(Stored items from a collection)

<<<<

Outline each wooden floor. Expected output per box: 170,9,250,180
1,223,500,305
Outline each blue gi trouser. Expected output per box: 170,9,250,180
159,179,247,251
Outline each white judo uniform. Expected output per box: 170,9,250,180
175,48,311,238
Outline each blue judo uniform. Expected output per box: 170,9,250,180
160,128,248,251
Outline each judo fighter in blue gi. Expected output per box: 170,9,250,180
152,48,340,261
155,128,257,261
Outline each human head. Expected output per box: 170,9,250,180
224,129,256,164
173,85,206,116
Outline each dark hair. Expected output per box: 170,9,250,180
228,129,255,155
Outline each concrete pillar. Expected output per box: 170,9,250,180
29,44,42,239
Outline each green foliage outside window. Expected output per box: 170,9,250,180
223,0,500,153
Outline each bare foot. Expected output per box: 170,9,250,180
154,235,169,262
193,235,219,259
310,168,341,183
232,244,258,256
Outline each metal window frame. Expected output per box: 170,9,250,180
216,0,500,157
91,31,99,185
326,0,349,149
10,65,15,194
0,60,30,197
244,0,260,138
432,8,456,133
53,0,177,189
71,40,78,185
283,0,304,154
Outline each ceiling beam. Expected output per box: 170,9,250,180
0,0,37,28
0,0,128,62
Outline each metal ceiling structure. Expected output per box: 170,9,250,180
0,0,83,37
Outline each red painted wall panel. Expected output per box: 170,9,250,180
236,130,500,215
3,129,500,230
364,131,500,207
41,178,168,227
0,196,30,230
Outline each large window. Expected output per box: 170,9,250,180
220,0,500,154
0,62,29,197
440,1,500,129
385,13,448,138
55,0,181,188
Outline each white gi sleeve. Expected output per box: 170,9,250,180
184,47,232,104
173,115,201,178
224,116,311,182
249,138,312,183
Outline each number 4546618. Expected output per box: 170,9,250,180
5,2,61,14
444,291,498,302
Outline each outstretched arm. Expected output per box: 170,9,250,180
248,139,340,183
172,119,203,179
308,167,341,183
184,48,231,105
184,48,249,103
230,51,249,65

>>>>

### [PROBLEM TO SOLVE]
Each of the entries must be set down exactly, none omitted.

### [RESPONSE AREA]
Outline each wooden floor. Expected output per box: 170,9,250,180
1,223,500,305
Outline each blue gi trouser. Expected output per box: 170,9,250,180
159,179,247,251
Outline each white judo uniform. Expected output per box: 170,9,250,180
175,48,311,238
Outline each blue judo uniform. Expected output per box: 170,9,250,180
160,128,248,251
Outline each judo fighter in blue gi. Expected output per box: 170,9,250,180
152,48,340,261
155,128,257,261
Outline each human head. Expected output per box: 170,9,250,180
224,129,256,164
173,85,206,116
Outline each dark hair. Expected output per box: 170,9,250,180
228,129,255,155
Outline each concrete pillar. Expected output per box: 170,9,250,180
29,44,42,239
Outline each green foliage outside window. Expected output per box: 170,9,250,180
223,0,500,153
Outline each bare foot. Expected output per box: 170,9,250,180
154,235,169,262
193,235,219,259
310,168,341,183
232,244,258,256
Outline each metal window frame. Expected output per box: 170,9,250,180
216,0,500,157
91,31,99,185
326,0,349,149
10,65,15,194
0,60,30,197
244,0,260,138
432,8,456,133
53,0,177,189
71,40,78,185
283,0,304,154
Outline each ceiling beam. Expected output per box: 170,9,250,180
0,0,37,28
0,0,128,62
Outline each metal ceiling structure. Expected output per box: 170,9,250,180
0,0,83,37
Outline each red painted wall panel. Expected output per box: 170,9,250,180
236,130,500,215
3,129,500,230
364,131,500,207
41,178,168,227
0,196,30,230
Outline each large window. Expected output per box: 170,9,250,180
220,0,500,154
0,62,29,197
440,1,500,129
385,13,448,138
55,0,181,188
Outline each white gi sleeve. Expected output per box: 170,9,250,180
184,47,232,104
173,115,201,178
224,116,311,182
249,138,312,183
Outline each number 4546618. Expected output per box: 170,9,250,180
5,2,61,14
444,291,498,302
Outline each outstretched arm. Expected output per box: 170,9,250,180
248,139,340,183
172,119,203,179
308,167,341,183
184,48,231,105
184,48,249,103
230,51,249,65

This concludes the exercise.